[[ Data shown, beginning ]]
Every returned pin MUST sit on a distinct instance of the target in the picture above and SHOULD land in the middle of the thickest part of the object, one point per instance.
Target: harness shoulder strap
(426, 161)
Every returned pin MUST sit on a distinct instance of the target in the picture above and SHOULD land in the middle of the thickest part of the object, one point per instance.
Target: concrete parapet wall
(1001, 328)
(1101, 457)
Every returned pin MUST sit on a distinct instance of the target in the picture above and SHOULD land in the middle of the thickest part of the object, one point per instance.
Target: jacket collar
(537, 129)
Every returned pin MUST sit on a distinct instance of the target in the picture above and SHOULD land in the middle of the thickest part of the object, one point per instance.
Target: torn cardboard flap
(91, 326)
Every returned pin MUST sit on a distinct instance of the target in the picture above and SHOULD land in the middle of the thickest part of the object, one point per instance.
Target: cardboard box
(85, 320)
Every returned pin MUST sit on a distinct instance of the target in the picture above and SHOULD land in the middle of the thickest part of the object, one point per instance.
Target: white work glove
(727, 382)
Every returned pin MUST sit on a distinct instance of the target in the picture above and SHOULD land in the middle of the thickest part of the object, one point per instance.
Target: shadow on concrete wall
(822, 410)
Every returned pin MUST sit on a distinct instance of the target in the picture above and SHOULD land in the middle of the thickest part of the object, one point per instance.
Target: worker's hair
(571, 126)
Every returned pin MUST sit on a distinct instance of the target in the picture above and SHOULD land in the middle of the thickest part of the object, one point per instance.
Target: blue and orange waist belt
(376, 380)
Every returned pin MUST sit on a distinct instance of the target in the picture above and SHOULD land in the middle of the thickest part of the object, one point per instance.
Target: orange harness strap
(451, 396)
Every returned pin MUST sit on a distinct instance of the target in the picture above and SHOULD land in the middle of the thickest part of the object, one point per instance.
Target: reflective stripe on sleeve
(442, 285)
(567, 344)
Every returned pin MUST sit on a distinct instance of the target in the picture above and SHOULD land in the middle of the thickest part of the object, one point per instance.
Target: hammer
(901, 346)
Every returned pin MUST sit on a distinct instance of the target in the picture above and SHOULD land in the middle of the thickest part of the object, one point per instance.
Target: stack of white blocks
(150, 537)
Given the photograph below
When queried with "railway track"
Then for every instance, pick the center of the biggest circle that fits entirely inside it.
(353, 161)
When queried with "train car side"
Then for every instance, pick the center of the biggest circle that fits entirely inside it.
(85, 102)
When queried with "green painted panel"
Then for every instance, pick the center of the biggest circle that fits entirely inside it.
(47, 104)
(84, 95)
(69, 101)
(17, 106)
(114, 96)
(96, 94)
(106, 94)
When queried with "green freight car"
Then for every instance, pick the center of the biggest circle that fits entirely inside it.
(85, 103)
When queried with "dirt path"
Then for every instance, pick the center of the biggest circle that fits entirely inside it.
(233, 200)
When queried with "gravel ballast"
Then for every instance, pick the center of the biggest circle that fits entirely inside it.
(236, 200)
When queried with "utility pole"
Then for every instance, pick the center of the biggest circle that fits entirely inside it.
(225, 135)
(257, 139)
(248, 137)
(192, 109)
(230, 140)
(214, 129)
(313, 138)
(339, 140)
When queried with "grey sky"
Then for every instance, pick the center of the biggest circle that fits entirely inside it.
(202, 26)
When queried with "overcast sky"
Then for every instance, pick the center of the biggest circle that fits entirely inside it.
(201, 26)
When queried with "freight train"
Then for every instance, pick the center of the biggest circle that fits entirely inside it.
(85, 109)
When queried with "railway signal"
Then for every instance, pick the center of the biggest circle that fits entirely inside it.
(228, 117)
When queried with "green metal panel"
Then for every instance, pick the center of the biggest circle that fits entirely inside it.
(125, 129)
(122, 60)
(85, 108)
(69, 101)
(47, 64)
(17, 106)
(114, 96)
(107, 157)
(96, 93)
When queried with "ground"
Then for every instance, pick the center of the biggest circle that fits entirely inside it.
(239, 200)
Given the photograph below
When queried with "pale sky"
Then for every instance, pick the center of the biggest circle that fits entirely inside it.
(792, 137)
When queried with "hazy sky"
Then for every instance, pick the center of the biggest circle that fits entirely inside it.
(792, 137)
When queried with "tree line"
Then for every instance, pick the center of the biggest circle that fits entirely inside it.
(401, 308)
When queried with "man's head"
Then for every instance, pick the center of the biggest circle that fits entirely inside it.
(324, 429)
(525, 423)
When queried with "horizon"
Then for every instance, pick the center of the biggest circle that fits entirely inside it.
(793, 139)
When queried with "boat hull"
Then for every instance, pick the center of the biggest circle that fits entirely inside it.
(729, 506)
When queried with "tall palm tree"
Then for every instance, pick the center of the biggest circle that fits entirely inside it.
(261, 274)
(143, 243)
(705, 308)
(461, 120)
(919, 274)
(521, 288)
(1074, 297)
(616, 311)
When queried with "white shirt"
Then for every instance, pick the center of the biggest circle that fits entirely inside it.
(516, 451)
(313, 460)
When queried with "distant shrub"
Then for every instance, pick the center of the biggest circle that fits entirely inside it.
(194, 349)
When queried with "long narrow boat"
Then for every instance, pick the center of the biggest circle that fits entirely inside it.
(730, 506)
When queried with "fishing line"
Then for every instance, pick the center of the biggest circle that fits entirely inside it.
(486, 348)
[[ Data shown, end ]]
> **The problem**
Go through the records. Copy each line where "panel" appears.

> **Reply**
When queried with "green painted panel"
When queried with "green metal panel"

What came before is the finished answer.